Saved entries
————————

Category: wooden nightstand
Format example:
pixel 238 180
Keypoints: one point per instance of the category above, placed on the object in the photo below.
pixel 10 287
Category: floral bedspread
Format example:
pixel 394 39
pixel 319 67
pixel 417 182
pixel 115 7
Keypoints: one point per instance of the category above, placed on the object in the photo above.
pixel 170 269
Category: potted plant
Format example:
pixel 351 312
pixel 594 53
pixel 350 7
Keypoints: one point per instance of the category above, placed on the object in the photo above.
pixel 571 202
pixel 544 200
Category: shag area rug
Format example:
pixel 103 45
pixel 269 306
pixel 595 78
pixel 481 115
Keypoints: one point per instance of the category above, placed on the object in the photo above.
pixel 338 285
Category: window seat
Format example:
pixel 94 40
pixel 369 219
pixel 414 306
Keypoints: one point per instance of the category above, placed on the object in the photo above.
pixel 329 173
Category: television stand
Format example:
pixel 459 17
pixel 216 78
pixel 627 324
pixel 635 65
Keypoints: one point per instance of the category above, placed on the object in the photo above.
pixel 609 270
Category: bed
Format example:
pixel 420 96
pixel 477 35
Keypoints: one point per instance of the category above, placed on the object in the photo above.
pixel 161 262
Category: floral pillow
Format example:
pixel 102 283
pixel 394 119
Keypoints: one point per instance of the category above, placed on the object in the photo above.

————————

**Task instructions:** Turn all of the data above into a Markdown table with two columns, Row and Line. Give each line its own numbered row and leave out any blank lines.

**Written solution:**
| Row | Line |
|---|---|
| 1 | Category: wooden nightstand |
| 2 | Format example: |
| 3 | pixel 238 180 |
| 4 | Keypoints: one point per instance of the category above, placed on the object in the photo below. |
| 5 | pixel 10 287 |
| 6 | Category: floral bedspread |
| 7 | Format example: |
| 8 | pixel 394 39 |
| 9 | pixel 319 67 |
| 10 | pixel 417 182 |
| 11 | pixel 115 7 |
| 12 | Keypoints: one point per instance of the category above, placed on the object in the photo above. |
| 13 | pixel 170 269 |
| 14 | Category: potted plant |
| 15 | Format example: |
| 16 | pixel 351 312 |
| 17 | pixel 594 53 |
| 18 | pixel 350 7 |
| 19 | Keypoints: one point per instance of the category above, placed on the object in the photo above. |
| 20 | pixel 571 202 |
| 21 | pixel 544 200 |
| 22 | Category: shag area rug |
| 23 | Format example: |
| 24 | pixel 103 45 |
| 25 | pixel 269 306 |
| 26 | pixel 595 78 |
| 27 | pixel 481 115 |
| 28 | Keypoints: one point per instance of the category above, placed on the object in the photo above. |
| 29 | pixel 338 285 |
| 30 | Category: window seat |
| 31 | Format example: |
| 32 | pixel 94 40 |
| 33 | pixel 369 219 |
| 34 | pixel 414 306 |
| 35 | Keypoints: one point per instance of the category above, placed on the object in the photo above. |
| 36 | pixel 329 173 |
| 37 | Category: television stand |
| 38 | Format example: |
| 39 | pixel 459 17 |
| 40 | pixel 216 78 |
| 41 | pixel 627 324 |
| 42 | pixel 635 65 |
| 43 | Keypoints: one point per instance of the category above, placed on the object in the photo above. |
| 44 | pixel 609 270 |
| 45 | Category: bed |
| 46 | Format example: |
| 47 | pixel 420 96 |
| 48 | pixel 477 35 |
| 49 | Keypoints: one point per instance of the category above, placed on the object in the photo above. |
| 50 | pixel 161 262 |
| 51 | Category: floral pillow |
| 52 | Format example: |
| 53 | pixel 102 283 |
| 54 | pixel 394 119 |
| 55 | Keypoints: one point per instance of the category above, placed on the object in the photo above. |